- Aim -
Return every line in the data below that contains the string "window", treating uppercase and lowercase as distinct.

- Records -

※ ※ ※

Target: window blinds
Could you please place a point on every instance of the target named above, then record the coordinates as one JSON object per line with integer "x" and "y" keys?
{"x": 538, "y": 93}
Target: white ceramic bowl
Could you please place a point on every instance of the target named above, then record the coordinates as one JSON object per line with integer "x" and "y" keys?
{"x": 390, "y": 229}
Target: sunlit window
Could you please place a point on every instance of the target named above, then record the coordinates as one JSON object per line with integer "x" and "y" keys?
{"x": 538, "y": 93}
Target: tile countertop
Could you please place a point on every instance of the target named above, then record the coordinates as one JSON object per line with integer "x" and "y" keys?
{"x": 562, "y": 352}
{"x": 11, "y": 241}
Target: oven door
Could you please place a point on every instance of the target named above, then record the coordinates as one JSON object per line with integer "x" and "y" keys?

※ ※ ※

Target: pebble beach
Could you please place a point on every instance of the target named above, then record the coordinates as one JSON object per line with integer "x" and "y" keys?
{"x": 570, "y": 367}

※ ※ ※

- Problem solution -
Target: window blinds
Target: sunlit window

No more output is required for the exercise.